DATASET CONTENT Block Start

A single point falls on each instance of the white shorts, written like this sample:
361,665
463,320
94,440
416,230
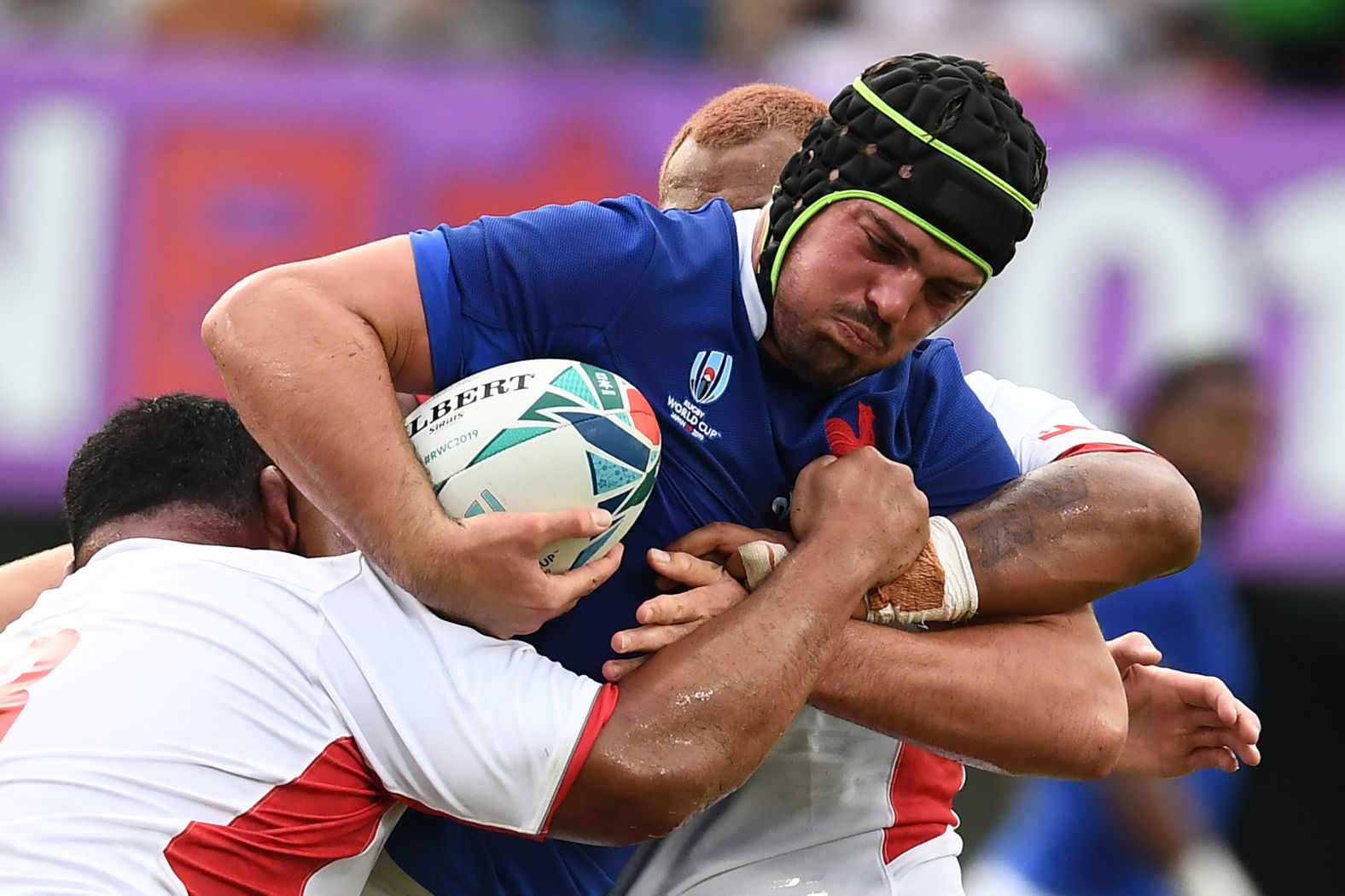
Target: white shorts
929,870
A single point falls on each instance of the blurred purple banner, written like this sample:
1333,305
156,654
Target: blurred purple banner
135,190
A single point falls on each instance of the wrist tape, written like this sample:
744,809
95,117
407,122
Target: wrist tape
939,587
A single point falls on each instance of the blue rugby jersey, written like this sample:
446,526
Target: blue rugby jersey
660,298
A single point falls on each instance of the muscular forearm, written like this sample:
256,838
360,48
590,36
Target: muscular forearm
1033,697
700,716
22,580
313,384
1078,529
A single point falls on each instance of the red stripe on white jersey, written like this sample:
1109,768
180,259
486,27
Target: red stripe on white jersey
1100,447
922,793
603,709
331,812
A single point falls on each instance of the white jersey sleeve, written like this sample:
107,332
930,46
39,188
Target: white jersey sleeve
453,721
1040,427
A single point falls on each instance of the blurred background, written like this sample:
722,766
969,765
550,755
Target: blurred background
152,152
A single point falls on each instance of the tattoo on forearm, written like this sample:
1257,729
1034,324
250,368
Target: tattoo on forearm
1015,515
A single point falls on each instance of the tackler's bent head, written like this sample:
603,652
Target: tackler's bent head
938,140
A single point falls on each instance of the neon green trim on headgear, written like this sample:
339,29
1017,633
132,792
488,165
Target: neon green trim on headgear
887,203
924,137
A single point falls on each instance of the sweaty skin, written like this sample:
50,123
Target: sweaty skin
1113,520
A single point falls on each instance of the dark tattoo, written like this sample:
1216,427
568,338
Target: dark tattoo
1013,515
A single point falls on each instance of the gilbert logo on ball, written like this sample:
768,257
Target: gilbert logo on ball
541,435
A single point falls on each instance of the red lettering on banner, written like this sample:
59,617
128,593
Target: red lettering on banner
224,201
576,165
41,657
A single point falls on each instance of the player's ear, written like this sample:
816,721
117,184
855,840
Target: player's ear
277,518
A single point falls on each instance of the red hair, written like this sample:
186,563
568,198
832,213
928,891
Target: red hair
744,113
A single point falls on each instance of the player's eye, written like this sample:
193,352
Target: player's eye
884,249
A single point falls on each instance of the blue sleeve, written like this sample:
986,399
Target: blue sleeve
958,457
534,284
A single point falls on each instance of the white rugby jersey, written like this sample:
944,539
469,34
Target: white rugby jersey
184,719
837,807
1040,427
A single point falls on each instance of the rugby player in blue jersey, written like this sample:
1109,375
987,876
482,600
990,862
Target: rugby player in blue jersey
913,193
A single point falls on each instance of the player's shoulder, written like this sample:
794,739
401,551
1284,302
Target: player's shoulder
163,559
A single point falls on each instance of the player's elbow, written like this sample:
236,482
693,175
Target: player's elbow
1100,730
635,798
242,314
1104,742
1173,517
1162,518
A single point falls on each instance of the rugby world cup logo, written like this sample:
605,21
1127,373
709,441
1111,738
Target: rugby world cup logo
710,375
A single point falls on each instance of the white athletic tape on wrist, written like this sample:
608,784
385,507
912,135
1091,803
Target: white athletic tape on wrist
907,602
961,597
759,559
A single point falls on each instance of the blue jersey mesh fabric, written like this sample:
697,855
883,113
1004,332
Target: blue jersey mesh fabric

DATASET CONTENT Block End
DATASET CONTENT Block Start

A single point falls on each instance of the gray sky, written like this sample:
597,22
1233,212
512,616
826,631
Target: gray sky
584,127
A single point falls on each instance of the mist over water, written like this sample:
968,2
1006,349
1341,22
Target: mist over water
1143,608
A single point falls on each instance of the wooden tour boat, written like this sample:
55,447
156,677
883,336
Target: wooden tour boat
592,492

DATASET CONTENT Block End

INSTRUCTIONS FOR THE TASK => Every line above from the line with "player's shoulder, written" to the line with "Target: blue jersey mesh fabric" is wanted, ends included; write them out exactly and add no other line.

RESULT OF THE TASK =>
A single point falls on each instance of the player's shoulder, written like this sample:
794,739
401,551
1284,302
Target: player's shoulder
163,559
A single point falls on each instance of the player's elbow, written like this sample:
236,482
693,175
Target: player's elbow
1100,730
635,798
242,314
1104,742
1173,517
1162,518
A single point falls on each instance of the rugby world cup logo, written like this sample:
605,21
1127,373
709,441
1111,738
Target: rugby world cup logo
710,375
A single point falls on each instance of the white athletic tape on wrist, written like this sample:
608,784
385,507
912,135
1091,803
Target: white athletic tape on wrist
907,602
961,597
759,559
A single point falls on each instance of the blue jersey mesh fabric, written like this sample:
697,855
883,113
1004,332
Target: blue jersey mesh fabric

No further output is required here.